Ulama dan arif besar ini, terlepas dari semua kapasitas dan pengaruhnya di bidang irfan Syiah, tetapi ia tidak begitu dikenal oleh masyarakat umum dan bahkan oleh para pemikir. Namun, Henry Corbin, seorang filsuf Muslim Prancis, dan Profesor Osman Yahya – keduanya merupakan dosen di Universitas Sorbonne Prancis – telah menerbitkan sejumlah karya milik Allamah Sayid Haidar Amoli selama beberapa dekade terakhir. Langkah ini membuat komunitas ilmiah dan akademis dunia mengenal pemikiran dan kepribadian Sayid Haidar Amoli.

Butir-butir dalam kumpulan data:

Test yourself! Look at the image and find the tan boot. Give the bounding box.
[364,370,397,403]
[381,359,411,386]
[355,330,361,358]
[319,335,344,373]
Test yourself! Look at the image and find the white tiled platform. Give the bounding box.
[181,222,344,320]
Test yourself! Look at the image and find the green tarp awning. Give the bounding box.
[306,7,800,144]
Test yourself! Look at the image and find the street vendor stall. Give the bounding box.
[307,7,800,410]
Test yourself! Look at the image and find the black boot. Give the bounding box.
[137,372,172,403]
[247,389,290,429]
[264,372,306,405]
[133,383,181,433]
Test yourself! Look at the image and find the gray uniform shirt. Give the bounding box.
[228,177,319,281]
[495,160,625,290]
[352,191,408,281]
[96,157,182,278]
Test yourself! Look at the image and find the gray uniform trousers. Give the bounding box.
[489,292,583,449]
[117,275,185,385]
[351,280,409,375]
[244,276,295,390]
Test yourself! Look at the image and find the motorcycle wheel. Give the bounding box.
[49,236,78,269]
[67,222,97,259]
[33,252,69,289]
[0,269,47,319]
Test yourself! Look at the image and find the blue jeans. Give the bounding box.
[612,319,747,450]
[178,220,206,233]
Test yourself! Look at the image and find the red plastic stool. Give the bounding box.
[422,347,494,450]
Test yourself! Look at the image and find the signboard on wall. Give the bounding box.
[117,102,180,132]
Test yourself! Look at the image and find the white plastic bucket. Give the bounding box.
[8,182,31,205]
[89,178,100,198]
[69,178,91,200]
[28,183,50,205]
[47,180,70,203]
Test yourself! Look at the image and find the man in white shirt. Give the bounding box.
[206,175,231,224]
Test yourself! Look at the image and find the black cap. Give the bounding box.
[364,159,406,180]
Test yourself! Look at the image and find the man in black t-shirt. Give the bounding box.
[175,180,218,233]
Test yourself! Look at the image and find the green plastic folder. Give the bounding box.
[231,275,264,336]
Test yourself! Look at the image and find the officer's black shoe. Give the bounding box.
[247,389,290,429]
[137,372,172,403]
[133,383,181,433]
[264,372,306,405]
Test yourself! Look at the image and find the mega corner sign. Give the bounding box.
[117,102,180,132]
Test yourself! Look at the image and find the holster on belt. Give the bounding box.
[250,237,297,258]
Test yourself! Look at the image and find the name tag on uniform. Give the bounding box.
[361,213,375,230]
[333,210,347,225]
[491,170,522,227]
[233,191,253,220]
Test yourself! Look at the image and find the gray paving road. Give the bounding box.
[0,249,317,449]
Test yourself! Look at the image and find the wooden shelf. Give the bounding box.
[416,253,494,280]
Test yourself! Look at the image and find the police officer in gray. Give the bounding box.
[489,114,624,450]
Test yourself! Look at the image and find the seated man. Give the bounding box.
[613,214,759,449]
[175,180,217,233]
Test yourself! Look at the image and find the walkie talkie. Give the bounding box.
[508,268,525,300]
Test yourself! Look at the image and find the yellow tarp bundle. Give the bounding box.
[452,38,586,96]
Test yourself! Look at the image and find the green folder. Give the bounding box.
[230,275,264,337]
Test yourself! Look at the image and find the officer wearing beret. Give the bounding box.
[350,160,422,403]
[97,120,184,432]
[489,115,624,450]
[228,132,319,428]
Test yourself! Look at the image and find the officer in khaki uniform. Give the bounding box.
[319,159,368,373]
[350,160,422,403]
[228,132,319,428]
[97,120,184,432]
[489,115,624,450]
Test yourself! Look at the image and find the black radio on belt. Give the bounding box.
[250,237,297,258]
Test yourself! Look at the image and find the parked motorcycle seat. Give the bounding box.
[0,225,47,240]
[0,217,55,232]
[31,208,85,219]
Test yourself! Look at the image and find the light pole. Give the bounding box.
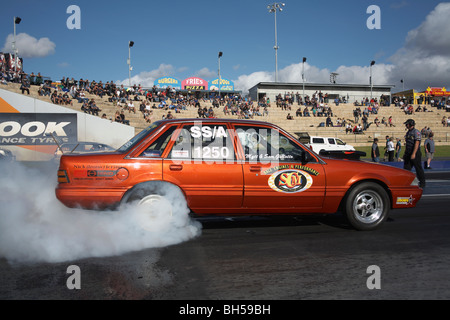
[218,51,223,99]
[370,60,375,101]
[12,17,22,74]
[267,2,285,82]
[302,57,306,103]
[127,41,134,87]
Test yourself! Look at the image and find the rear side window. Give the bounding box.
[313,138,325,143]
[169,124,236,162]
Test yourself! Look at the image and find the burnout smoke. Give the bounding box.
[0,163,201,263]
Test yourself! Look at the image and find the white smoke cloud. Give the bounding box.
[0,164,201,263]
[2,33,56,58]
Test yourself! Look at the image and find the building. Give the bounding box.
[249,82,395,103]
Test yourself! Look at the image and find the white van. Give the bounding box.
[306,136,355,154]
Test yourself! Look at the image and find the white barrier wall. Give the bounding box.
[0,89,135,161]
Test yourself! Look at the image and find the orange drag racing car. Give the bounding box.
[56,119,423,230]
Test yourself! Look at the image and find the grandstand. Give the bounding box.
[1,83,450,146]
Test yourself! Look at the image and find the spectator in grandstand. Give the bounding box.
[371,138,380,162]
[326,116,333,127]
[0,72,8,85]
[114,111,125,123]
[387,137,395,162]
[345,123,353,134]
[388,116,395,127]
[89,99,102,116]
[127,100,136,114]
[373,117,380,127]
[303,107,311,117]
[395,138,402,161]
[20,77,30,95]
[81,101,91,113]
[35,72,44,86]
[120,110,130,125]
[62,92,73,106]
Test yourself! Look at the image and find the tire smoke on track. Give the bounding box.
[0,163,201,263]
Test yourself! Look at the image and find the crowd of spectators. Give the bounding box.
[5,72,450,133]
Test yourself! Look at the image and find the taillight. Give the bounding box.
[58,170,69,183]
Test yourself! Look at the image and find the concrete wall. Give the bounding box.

* **Latihan Soal**:
**A.** Jawablah pertanyaan berikut berdasarkan kutipan tentang Sayid Haidar Amoli.
(i) Siapakah Henry Corbin menurut kutipan itu?
(ii) Di universitas mana Henry Corbin dan Profesor Osman Yahya menjadi dosen?
(iii) Oleh siapa saja ulama dan arif besar itu tidak begitu dikenal?
**B.** Susunlah catatan mulai dari baris yang memuat "white shirt. Give the bounding box." sampai baris yang memuat "[231,275,264,336]" sebagai CSV dua kolom bernama permintaan dan jawaban, satu baris untuk setiap permintaan. Letakkan masing-masing nilai dalam satu kolom bertanda kutip dan ganti setiap pergantian baris dengan spasi.
Kutipan dan catatan di atas merupakan dua bahan yang terpisah satu sama lain.

* **Daftar Jawaban**:
**A.**
(i) Seorang filsuf Muslim Prancis.
(ii) Universitas Sorbonne Prancis.
(iii) Oleh masyarakat umum dan bahkan oleh para pemikir.

**B.**
permintaan,jawaban
"Test yourself! Look at the image and find the man in white shirt. Give the bounding box.","[206,175,231,224]"
"Test yourself! Look at the image and find the black cap. Give the bounding box.","[364,159,406,180]"
"Test yourself! Look at the image and find the man in black t-shirt. Give the bounding box.","[175,180,218,233]"
"Test yourself! Look at the image and find the green plastic folder. Give the bounding box.","[231,275,264,336]"